_EXERCISE INSTRUCTIONS_
A) According to the chatbot project description, what conditions make the chatbot fall back from the primary model? List all of them.
B) Render this sentence from the chatbot project description in Spanish: "The objective of this project is to demonstrate practical system design, reliability, and engineering trade-offs in conversational AI — not to train or fine-tune language models."
C) Pick up the chatbot project description after its final line and continue writing it.

_PASSAGE SHOWN_

This project implements a context-aware conversational chatbot designed to handle multi-turn conversations reliably.
The system maintains short-term conversational memory, supports automatic fallback between language models, and uses in-memory caching to reduce latency and API usage. If the primary cloud-based model fails, the chatbot seamlessly switches to a locally hosted model without interrupting the user experience.
The objective of this project is to demonstrate practical system design, reliability, and engineering trade-offs in conversational AI — not to train or fine-tune language models.
- Session-based chat history is maintained
- Previous user and assistant messages are included in future prompts
- Enables coherent follow-up questions and context-aware responses
- Memory is stored in-memory for simplicity and speed
- Primary model: Groq-hosted LLM (cloud-based, low latency)
- Fallback model: Ollama (locally hosted)
- Automatic fallback occurs if the primary model:
- Fails
- Times out
- Encounters API, quota, or network errors
- Ensures uninterrupted responses even when external services fail
- Relevant past messages are retrieved from the session history
- Retrieved messages are appended directly to the prompt
- No embeddings or vector databases are used
- Prompt-based retrieval is sufficient for short conversational context
- Frequently repeated user queries are cached in memory
- Cached responses are returned instantly
- Reduces latency, API calls, and external model usage costs
- Lightweight frontend using HTML, CSS, and JavaScript
- User messages are right-aligned
- Assistant messages are left-aligned
- Clean, chat-style UI similar to common messaging applications
User (Browser)

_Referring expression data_
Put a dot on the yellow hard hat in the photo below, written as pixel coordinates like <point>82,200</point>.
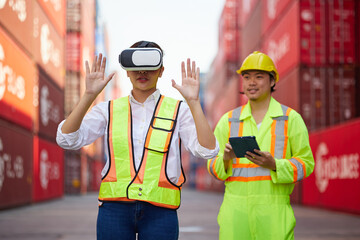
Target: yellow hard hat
<point>259,61</point>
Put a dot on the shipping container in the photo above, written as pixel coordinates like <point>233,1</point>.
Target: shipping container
<point>251,32</point>
<point>51,107</point>
<point>336,177</point>
<point>17,20</point>
<point>55,11</point>
<point>73,51</point>
<point>72,172</point>
<point>48,170</point>
<point>341,31</point>
<point>16,158</point>
<point>48,47</point>
<point>272,11</point>
<point>16,83</point>
<point>282,43</point>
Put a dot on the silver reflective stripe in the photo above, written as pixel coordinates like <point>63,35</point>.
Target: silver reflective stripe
<point>280,133</point>
<point>299,167</point>
<point>235,122</point>
<point>251,172</point>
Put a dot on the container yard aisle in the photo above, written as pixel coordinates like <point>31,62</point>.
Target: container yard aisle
<point>74,218</point>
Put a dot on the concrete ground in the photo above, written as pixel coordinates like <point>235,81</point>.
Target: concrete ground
<point>74,218</point>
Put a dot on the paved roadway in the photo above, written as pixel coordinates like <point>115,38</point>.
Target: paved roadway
<point>74,218</point>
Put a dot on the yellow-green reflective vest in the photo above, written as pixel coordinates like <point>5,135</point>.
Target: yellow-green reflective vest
<point>149,182</point>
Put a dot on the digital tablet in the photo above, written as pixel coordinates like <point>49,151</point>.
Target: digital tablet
<point>241,145</point>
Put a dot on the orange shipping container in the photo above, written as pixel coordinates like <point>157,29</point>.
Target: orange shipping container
<point>18,21</point>
<point>48,47</point>
<point>17,76</point>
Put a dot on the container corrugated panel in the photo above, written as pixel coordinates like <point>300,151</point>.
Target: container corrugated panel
<point>251,32</point>
<point>336,152</point>
<point>313,97</point>
<point>272,11</point>
<point>51,107</point>
<point>72,172</point>
<point>341,90</point>
<point>16,157</point>
<point>73,51</point>
<point>48,170</point>
<point>313,33</point>
<point>48,47</point>
<point>56,11</point>
<point>282,42</point>
<point>17,77</point>
<point>341,31</point>
<point>18,22</point>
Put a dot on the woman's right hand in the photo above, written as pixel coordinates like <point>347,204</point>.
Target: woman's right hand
<point>95,78</point>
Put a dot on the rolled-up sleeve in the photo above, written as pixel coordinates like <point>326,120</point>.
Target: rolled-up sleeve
<point>189,138</point>
<point>92,127</point>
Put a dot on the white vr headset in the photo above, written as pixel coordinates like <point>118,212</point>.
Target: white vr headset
<point>140,59</point>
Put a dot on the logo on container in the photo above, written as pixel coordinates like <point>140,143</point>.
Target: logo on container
<point>18,6</point>
<point>9,80</point>
<point>277,50</point>
<point>49,53</point>
<point>48,110</point>
<point>10,168</point>
<point>327,168</point>
<point>48,170</point>
<point>271,8</point>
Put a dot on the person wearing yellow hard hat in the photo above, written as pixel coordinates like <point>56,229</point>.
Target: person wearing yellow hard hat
<point>258,182</point>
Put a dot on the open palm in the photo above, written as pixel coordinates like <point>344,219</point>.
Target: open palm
<point>190,85</point>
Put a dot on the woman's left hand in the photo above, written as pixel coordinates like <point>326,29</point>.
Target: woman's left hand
<point>190,86</point>
<point>263,159</point>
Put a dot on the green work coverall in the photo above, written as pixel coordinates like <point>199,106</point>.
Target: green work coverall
<point>256,202</point>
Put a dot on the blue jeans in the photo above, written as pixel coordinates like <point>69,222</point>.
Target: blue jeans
<point>122,220</point>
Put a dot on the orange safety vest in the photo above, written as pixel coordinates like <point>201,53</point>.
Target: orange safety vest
<point>149,182</point>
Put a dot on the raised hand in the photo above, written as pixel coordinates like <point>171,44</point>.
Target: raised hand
<point>190,85</point>
<point>95,78</point>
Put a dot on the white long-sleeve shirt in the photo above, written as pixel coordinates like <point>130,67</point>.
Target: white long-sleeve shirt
<point>95,122</point>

_ANSWERS FOR THE TASKS_
A)
- The primary model fails
- The primary model times out
- The primary model encounters API, quota, or network errors

B) El objetivo de este proyecto es demostrar el diseño práctico de sistemas, la fiabilidad y las concesiones de ingeniería en la IA conversacional, no entrenar ni ajustar modelos de lenguaje.

C)
→ FastAPI Backend
├── Cache (instant return if hit)
├── Session Memory
├── Primary LLM (Groq)
│ └── on failure → Fallback LLM (Ollama)
- Backend: FastAPI (Python)
- Frontend: HTML, CSS, JavaScript
- Primary LLM: Groq API
- Fallback LLM: Ollama (local inference)
- HTTP Client: httpx
- Environment Management: python-dotenv
- User sends a message through the browser interface
- The backend receives the message along with a session identifier
- Conversation history for that session is retrieved
- Cache is checked for an existing response
- If no cache hit:
- The primary LLM (Groq) is called
- On failure, the system automatically falls back to Ollama
- The response is stored in session memory and cache
- The response is returned to the frontend
This project intentionally avoids over-engineering and sticks strictly to the stated objectives.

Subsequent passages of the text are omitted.